I'm sure she is a nice person but she is a hack.  3 of the 5 portfolio images she is using are Lynda.com lesson files that she doesn't have licensing rights to be using.  She basically took a Lynda.com course and made a video reiterating what she learned.  It is sort of 2nd hand knowledge from someone with an obvious thin understanding of retouching (or she wouldn't be doing what she is doing).

Tutorial: Photoshop CS4 Portrait Retouching Essential Training

Here is the course she took.  It is phenomenal.  It is taught by Chris Orwig.

As for retouching, if you can tell something was retouched, it is a FAIL.  Many people said they do not like retouching, that it looks fake, but that is just bad retouching.  Good retouching is invisible and you will just think that the people have really nice skin, bright eyes, nice teeth, etc.

The book 'Skin' by Lee Varis is a good resource too.  When you build up some chops, check out Retouch Pro's video tutorials on Youtube--any retouching video by Chris Tarantino.  He doesn't blur his skin at all.  He uses the old school clone stamp tool at a very small size (3 pixels or so) and a dodge and burn softlight layer to even out tones and remove blemishes and unwanted lines.  It takes a large time investment to use his method, but it is a high-end retouching method that looks flawless.

Check out Amy Dresser's site for inspiration too.  She is a rock star retoucher of sorts.  If you put your cursor over some of the images you can see the 'before' and 'after'.

http://amydresser.com/beauty.html


Good luck!


----------

## Material shown

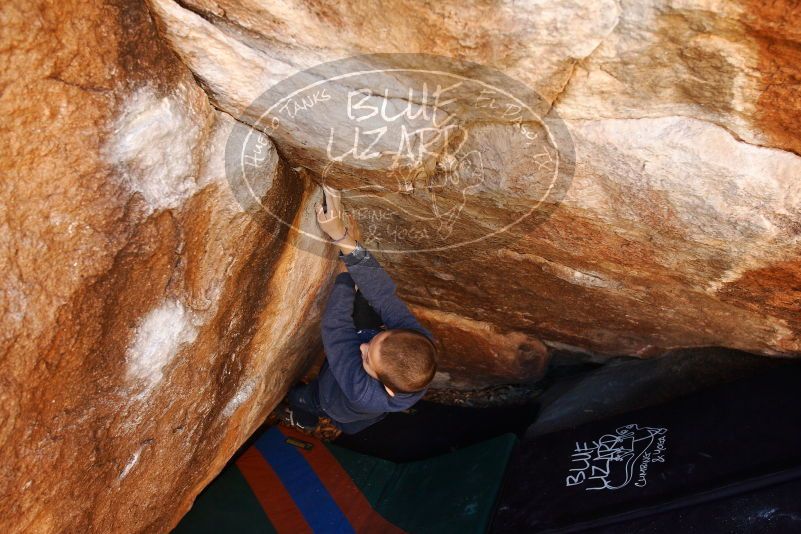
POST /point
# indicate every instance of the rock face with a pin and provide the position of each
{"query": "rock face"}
(680, 226)
(155, 307)
(149, 324)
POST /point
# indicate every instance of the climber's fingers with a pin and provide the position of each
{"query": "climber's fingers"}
(333, 199)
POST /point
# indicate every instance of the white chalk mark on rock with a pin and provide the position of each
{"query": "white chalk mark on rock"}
(159, 336)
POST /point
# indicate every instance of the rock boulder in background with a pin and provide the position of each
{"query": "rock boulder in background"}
(154, 309)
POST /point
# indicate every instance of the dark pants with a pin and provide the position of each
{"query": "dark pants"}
(304, 399)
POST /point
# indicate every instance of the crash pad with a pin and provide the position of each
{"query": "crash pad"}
(289, 482)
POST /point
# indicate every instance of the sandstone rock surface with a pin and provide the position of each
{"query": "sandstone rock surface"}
(155, 309)
(680, 226)
(149, 324)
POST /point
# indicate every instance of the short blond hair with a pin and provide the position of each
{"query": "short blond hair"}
(408, 360)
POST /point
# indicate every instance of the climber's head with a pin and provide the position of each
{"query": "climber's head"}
(403, 360)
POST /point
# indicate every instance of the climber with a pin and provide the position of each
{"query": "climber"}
(379, 358)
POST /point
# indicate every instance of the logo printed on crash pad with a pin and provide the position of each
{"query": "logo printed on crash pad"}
(617, 460)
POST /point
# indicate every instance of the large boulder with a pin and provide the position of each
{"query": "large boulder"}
(680, 224)
(149, 323)
(156, 305)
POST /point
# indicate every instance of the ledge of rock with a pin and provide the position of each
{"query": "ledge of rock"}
(152, 318)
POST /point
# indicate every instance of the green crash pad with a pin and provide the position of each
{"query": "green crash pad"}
(278, 487)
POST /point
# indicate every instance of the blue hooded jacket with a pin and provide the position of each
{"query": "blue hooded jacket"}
(347, 393)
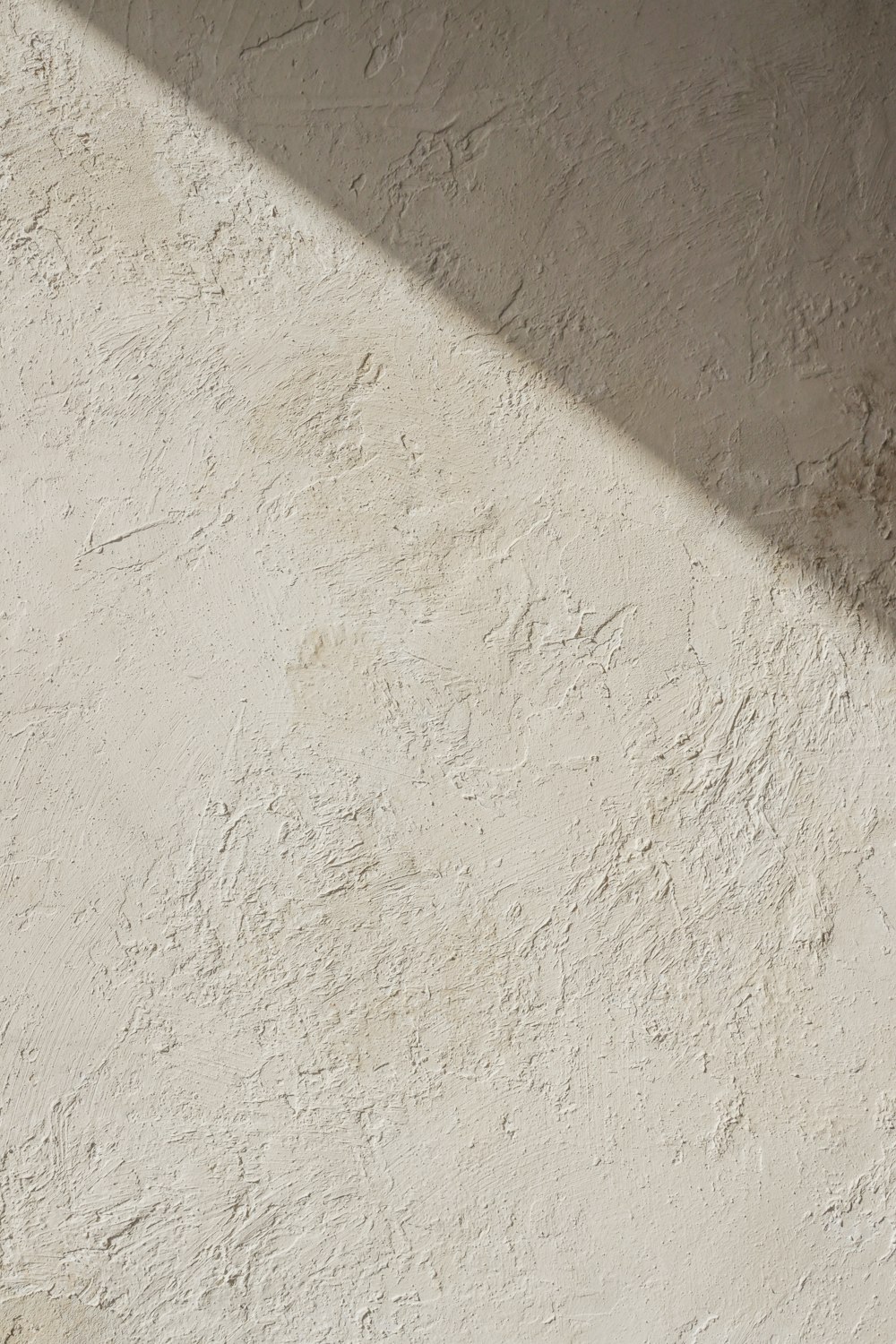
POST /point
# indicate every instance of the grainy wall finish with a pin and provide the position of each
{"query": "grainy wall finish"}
(449, 704)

## Your tasks
1. Summarize the retouching post in two sentences.
2. According to the retouching post, at what size does Chris Tarantino use the clone stamp tool?
3. Reproduce the retouching post word for word from "As for retouching, if" to "nice teeth, etc.".
The material plays no part in this exercise.

## Task-by-task solutions
1. A tutorial maker is called a hack who uses Lynda.com lesson files without licensing rights and repeats a Lynda.com course taught by Chris Orwig. Good retouching is described as invisible, and the book 'Skin' by Lee Varis, retouching videos by Chris Tarantino and Amy Dresser's site are recommended.

2. At a very small size, about 3 pixels.

3.
As for retouching, if you can tell something was retouched, it is a FAIL.  Many people said they do not like retouching, that it looks fake, but that is just bad retouching.  Good retouching is invisible and you will just think that the people have really nice skin, bright eyes, nice teeth, etc.